SEC. 10. Modes of Land Acquisition. The modes of acquiring lands for purposes of this Act shall include, among others, community mortgage, land swapping, land assembly or consolidation, land banking, donation to the Government, joint venture agreement, negotiated purchase, and expropriation: Provided, however, That expropriation shall be resorted to only when other modes of acquisition have been exhausted: Provided, further, That where expropriation is resorted to, parcels of land owned by small property owners shall be exempted for purposes of this Act: Provided, finally, That abandoned property, as herein defined, shall be reverted and escheated to the State in a proceeding analogous to the procedure laid down in Rule 91 of the Rules of Court.
For the purpose of socialized housing, government-owned and foreclosed properties shall be acquired by the local government units, or by the National Housing Authority primarily through negotiated purchase: Provided, That qualified beneficiaries who are actual occupants of the land shall be given the right of first refusal.
[35] Petitioner, in its Amended Complaint, alleged that:
- That plaintiff urgently needs said property for the purpose of converting the same into an On-Site Relocation and Housing Development for the underprivileged and homeless residents of the City of Iloilo;
- That the acquisition of said property by plaintiff will benefit hundreds of underprivileged and homeless/landless residents of the City through the various improvements and projects which could be introduced thereon by the City Government;
- That offers to acquire the above-described property by negotiated sale have been made by plaintiff to defendants, but the same have been tacitly rejected by the latter, hence plaintiff was constrained to seek the condemnation of said property by filing the above-case.

[Point labeling examples]
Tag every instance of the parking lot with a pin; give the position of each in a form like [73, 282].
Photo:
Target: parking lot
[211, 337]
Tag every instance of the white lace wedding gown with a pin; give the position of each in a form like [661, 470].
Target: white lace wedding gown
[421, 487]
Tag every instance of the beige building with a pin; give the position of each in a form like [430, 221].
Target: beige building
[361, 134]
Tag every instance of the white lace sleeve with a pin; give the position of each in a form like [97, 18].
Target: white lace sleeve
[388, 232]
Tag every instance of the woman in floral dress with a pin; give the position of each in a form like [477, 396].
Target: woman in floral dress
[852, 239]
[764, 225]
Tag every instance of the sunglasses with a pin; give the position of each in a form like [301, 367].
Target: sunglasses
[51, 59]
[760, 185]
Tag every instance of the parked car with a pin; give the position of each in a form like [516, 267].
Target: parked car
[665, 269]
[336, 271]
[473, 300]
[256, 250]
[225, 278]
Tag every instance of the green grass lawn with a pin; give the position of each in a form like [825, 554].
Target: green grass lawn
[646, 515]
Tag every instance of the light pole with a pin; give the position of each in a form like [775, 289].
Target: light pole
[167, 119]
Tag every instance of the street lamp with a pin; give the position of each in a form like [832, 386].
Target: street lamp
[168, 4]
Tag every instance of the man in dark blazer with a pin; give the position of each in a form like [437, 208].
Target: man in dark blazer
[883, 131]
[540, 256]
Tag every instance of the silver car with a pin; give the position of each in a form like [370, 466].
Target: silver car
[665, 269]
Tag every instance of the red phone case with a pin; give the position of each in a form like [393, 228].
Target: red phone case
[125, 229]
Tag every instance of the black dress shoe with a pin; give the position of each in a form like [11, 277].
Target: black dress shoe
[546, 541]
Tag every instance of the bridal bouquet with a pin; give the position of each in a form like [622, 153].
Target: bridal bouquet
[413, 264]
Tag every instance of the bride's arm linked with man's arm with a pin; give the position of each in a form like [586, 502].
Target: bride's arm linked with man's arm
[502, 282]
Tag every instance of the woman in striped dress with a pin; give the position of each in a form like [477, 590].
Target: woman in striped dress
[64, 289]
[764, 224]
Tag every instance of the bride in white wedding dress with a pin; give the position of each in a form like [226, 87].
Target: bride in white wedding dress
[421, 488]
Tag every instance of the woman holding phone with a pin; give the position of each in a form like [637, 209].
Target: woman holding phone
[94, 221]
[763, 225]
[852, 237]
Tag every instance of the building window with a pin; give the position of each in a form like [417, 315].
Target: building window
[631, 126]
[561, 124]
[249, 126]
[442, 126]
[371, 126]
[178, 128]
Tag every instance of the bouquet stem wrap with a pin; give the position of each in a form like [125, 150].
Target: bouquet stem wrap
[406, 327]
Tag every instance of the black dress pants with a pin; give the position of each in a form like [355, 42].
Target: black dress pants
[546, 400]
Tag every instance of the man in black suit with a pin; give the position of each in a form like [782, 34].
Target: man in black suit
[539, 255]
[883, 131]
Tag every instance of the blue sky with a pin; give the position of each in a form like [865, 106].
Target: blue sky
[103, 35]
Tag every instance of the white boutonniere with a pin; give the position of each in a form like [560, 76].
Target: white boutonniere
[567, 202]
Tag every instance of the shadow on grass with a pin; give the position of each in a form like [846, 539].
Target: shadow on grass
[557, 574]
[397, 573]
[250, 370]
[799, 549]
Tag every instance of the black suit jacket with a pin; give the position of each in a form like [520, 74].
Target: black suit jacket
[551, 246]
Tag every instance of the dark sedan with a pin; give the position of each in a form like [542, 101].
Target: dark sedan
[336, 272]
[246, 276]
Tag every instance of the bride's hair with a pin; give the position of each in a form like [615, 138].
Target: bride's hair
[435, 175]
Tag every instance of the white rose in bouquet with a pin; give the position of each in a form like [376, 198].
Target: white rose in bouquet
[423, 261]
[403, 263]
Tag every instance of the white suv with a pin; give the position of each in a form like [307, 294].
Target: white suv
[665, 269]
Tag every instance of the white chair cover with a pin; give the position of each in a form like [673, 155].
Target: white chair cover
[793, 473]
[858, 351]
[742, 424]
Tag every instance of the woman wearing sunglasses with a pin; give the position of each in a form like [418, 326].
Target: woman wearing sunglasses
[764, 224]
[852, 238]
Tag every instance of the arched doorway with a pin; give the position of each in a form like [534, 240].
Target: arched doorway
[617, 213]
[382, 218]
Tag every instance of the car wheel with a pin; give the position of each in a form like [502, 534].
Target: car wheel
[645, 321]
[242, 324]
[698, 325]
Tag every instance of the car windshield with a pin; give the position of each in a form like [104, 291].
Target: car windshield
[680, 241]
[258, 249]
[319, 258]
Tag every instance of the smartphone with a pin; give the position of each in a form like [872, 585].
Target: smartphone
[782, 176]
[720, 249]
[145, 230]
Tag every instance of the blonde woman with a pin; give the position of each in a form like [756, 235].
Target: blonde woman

Goal of the exercise:
Can you quote the land acquisition text above, starting at "For the purpose of socialized" and ending at "of first refusal."?

Expected output:
For the purpose of socialized housing, government-owned and foreclosed properties shall be acquired by the local government units, or by the National Housing Authority primarily through negotiated purchase: Provided, That qualified beneficiaries who are actual occupants of the land shall be given the right of first refusal.